OBJECTIVE: From the blog post below, copy word for word the passage between "Terry Pratchett is" and "and appropriate arc.", inclusive.

READING PASSAGE:
━━━━━━━━━━━━━━━━━━━━
Posted by: Sean | March 18, 2009

Neccessity is the first cousin of invention (or; Dramatic Imperative vs. Realism.)

Terry Pratchett is a genius. Do you know him? If you do, your first thoughts were, “Of course, he writes the Discworld series!”, “Duh,” or perhaps, “What duck?” If you haven’t, then get yourself down to your local bookshop and purchase Guards! Guards! as quickly as your feet or fingers will allow. Either way, this is why he’s a genius.

Every writer, and this includes us role-players, arbitrate a battle between two forces every single time we pick up our pens and pixel producers. In the red corrrrrner, weighing in at a weight determined by a strict physical formula of gravity and mass, is realism – Our desire as storytellers to make things run according to their logical progressions. And in the blue corrrrrner, weighing in at exactly the weight he needs to be, is dramatic imperative – our urge to have the story follow the most surprising, meaningful and appropriate arc.

The genius of Terry Pratchet comes from his negotiating a permanent alliance between these two forces: Discworld runs on “narrative causality”; a term that sounds complex but basically means, “Discworld reality contorts to ensure that the most dramatically appropriate thing occurs.” One of the classic cases of this is the accepted truth that one in a million chances pan out nine times out of ten. If you can engineer circumstances so utterly unlikely to succeed that their odds are exactly one in a million, you’re therefore ninety percent likely to succeed… but if you’re one in nine-hundred and ninety nine thousand, nine hundred and ninety nine, well, you’re screwed. Whoever said, “It’s a one in a nine-hundred and ninety nine thousand, nine hundred and ninety nine shot, but it just might work”? Nobody, that’s who. For Pratchett, this means he never has to worry about the two conflicting desires – What is dramatic always wins out, and indeed, is the only realistic option1.

Sadly for those of us role-playing WoW, we’re set in Azeroth, where narrative causality doesn’t work. So how do we balance these two separate urges? For me, the answer has always been the standard writer’s diet: High in realism, low but judicious in dramatic imperative. Right now, Jess is smacking her gob, because she also knows I think realism is over-rated. This is true. Allow me to explain.

Realism is the high fibre diet of writing and role-playing. Without it, you can’t have a coherent universe – If anything goes, nothing fails to make sense. And in a fit of The Incredibles style counter-logic, if everything makes sense, nothing does. There needs to be some sense of the impossible to give the possible credibility. As such, I recommend studiously adhering to your realism urge. It’s not fancy, it’s not nearly as tasty as dramatic imperative, but it’s nutritious and creates a healthy story.
━━━━━━━━━━━━━━━━━━━━
Point-based annotation data:
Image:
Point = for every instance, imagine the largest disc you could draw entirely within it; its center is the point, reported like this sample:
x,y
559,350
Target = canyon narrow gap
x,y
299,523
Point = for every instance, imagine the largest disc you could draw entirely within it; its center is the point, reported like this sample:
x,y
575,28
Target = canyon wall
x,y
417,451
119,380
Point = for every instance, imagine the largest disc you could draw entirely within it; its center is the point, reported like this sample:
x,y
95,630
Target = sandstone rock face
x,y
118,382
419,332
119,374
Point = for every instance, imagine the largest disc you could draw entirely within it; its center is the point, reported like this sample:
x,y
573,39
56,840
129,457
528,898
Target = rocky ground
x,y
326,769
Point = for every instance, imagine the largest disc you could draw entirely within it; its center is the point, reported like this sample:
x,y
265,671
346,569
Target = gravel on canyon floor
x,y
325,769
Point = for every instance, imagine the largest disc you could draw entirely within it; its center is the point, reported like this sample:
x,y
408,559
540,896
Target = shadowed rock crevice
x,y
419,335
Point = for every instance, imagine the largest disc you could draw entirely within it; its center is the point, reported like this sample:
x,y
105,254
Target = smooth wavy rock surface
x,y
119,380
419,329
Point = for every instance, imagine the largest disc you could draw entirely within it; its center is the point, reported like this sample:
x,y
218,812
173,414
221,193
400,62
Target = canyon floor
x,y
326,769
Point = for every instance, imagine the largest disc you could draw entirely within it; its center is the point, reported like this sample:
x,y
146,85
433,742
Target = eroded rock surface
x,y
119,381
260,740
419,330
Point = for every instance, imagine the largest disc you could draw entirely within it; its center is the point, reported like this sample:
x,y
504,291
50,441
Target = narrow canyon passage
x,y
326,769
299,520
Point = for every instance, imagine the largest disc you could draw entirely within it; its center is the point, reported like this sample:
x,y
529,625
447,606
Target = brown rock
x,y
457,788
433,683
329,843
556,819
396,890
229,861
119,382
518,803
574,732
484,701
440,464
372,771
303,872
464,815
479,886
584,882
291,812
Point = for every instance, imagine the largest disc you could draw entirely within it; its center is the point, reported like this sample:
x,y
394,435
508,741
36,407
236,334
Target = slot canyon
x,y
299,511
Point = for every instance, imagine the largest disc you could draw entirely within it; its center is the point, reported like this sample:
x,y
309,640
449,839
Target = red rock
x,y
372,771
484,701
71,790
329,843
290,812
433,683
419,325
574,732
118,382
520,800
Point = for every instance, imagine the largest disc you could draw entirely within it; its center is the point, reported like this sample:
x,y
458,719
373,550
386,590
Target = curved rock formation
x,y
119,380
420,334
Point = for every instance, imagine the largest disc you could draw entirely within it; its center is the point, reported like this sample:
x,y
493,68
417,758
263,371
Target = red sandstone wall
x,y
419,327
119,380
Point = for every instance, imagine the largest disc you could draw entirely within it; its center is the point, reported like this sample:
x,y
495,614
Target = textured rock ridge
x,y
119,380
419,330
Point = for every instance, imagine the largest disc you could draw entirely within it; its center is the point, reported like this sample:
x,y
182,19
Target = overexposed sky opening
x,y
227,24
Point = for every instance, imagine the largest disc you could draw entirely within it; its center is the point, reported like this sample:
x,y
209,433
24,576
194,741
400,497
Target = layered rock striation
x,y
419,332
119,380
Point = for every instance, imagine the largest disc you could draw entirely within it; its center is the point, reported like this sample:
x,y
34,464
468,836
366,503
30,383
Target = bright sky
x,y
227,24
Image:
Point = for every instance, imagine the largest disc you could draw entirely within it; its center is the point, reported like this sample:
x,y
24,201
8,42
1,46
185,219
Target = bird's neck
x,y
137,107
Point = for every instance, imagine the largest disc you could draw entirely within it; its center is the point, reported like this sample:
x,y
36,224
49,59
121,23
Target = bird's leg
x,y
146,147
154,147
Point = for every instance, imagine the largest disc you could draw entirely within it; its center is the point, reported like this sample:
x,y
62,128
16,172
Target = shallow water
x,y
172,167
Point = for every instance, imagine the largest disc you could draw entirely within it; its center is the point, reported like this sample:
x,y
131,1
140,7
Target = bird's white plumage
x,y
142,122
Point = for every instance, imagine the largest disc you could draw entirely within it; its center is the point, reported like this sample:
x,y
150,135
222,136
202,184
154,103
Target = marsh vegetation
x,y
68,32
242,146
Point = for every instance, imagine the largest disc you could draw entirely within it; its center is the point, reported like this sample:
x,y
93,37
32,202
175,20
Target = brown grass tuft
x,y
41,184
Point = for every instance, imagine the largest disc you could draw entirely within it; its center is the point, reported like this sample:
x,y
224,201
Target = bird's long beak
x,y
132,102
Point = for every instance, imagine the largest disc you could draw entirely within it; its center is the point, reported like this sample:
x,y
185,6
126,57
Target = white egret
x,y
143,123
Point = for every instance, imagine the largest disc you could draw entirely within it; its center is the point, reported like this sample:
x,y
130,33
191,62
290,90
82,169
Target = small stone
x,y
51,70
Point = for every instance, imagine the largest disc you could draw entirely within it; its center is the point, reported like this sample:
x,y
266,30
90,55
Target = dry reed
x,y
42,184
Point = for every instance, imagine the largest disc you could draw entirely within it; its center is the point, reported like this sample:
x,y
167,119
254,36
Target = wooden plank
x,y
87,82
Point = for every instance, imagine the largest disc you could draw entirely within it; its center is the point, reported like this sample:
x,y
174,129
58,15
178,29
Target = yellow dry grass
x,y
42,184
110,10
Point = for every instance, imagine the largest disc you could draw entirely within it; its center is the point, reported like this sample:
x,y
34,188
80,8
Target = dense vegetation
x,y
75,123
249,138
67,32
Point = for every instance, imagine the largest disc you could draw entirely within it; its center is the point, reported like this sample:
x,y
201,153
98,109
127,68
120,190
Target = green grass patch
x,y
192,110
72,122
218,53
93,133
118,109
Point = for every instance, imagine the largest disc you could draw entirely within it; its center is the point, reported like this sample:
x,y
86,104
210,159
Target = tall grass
━━━━━━━━━━━━━━━━━━━━
RESULT OF THE EXERCISE:
Terry Pratchett is a genius. Do you know him? If you do, your first thoughts were, “Of course, he writes the Discworld series!”, “Duh,” or perhaps, “What duck?” If you haven’t, then get yourself down to your local bookshop and purchase Guards! Guards! as quickly as your feet or fingers will allow. Either way, this is why he’s a genius.

Every writer, and this includes us role-players, arbitrate a battle between two forces every single time we pick up our pens and pixel producers. In the red corrrrrner, weighing in at a weight determined by a strict physical formula of gravity and mass, is realism – Our desire as storytellers to make things run according to their logical progressions. And in the blue corrrrrner, weighing in at exactly the weight he needs to be, is dramatic imperative – our urge to have the story follow the most surprising, meaningful and appropriate arc.